## BEGIN AVAILABLE DATA

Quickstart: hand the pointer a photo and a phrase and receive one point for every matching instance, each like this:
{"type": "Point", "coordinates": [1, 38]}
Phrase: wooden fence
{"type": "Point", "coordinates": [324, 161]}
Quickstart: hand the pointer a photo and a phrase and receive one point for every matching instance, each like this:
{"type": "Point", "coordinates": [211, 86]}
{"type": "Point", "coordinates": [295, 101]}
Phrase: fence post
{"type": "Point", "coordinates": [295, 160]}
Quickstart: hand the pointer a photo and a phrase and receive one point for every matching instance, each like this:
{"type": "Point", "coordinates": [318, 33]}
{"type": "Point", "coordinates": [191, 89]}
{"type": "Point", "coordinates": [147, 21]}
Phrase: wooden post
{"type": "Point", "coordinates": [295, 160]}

## END AVAILABLE DATA

▸ WHAT TO PRODUCE:
Write out all of the data above exactly as it stands, line for line.

▸ SOLUTION FOR THIS TASK:
Quickstart: hand the pointer a photo and a phrase and receive one point for every matching instance, each like this:
{"type": "Point", "coordinates": [1, 38]}
Phrase: wooden fence
{"type": "Point", "coordinates": [324, 161]}
Quickstart: hand the pointer a photo and a phrase and receive one point for every matching instance, each like this:
{"type": "Point", "coordinates": [211, 86]}
{"type": "Point", "coordinates": [295, 101]}
Phrase: fence post
{"type": "Point", "coordinates": [295, 160]}
Quickstart: hand the pointer a photo and a phrase and receive one point for every matching instance, each like this:
{"type": "Point", "coordinates": [318, 33]}
{"type": "Point", "coordinates": [191, 89]}
{"type": "Point", "coordinates": [147, 21]}
Phrase: wooden post
{"type": "Point", "coordinates": [295, 160]}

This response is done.